◆ PASSAGE TO READ
==========
October 12 2015
It was World Mental Health Day on October 10, and www.asianculturevulture.com and journalist-presenter Attika Choudhary, who works for the BBC and B4U Music made a video, ‘Depression In The South Asian Community: The Hidden Illness’ this summer with Youtube star Parle Patel about identifying depression in older South Asian males and tackling the stigma around it…we got a chance to (finally) talk to her about it…
www.asianculturevulture (ACV): What made you want to make this video?
Attika Choudhary (AC) and Parle Patel (PP): We had talked about the subject before and we really felt there was a lack of awareness and discussion and while it had started on Twitter, we were convinced we wanted to address it and break down the barriers.
PP: I have suffered from depression and anxiety myself, so I had some personal insight into the issues. We don’t want people to have to suffer in silence, talk about it and get help. There is nothing wrong with saying you need help or support.
ACV: What made you want to make a video and cover it in this docu-drama style?
AC: I am a broadcast journalist and Parle is a YouTube creator, so it seemed natural for us to collaborate in this way.
PP: We wanted something accessible that everybody could relate to – young and old and drama is a great way to engage people’s interest and so the combination seemed ideal. We are both quite creative and wanted to come up with something that would have impact and show how easy it is to miss signs of depression or anxiety. It can just look like someone being a bit down or nervous but often it’s something deeper and those people proper support and help.
ACV: Why do you think it’s important to address this issue and for people to identify this illness in their loved ones?
==========
◆ PROBLEM DESCRIPTION
Answer these questions from the interview about the depression video:
(a) Which day fell on October 10?
(b) What has Parle Patel personally suffered from?
(c) What does Attika Choudhary give as her own profession and Parle Patel's?

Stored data
==========
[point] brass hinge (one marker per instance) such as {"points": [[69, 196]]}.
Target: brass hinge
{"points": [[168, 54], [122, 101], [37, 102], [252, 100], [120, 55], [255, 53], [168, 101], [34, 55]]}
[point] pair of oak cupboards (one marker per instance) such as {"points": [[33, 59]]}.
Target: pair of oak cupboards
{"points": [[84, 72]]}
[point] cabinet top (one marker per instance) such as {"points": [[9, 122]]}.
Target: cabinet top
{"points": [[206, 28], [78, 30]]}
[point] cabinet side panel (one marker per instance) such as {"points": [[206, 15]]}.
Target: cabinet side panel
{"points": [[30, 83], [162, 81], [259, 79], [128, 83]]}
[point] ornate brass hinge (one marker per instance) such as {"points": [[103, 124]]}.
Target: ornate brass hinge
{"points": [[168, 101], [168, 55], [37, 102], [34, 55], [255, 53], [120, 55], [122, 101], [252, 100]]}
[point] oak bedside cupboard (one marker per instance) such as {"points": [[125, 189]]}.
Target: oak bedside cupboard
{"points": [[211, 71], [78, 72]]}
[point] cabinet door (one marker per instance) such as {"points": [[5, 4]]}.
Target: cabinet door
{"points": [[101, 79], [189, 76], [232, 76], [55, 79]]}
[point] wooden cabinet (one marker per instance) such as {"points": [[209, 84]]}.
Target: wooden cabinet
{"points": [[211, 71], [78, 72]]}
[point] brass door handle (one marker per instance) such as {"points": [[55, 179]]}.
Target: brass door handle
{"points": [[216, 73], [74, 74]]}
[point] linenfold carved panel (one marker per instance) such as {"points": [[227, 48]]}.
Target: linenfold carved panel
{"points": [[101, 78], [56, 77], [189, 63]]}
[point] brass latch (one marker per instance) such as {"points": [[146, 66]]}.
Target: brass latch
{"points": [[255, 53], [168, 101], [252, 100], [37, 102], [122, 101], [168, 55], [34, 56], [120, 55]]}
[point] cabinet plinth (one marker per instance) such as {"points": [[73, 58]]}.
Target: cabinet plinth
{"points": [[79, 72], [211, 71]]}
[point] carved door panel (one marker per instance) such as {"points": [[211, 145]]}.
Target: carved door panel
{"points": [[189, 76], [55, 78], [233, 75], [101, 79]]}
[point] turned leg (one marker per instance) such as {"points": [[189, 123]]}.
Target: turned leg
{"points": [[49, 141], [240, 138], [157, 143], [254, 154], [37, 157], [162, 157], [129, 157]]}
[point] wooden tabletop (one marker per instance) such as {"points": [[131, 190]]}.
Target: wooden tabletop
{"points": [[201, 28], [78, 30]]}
==========
◆ EXERCISE SOLUTION
(a) World Mental Health Day
(b) Depression and anxiety
(c) She is a broadcast journalist, and Parle Patel is a YouTube creator.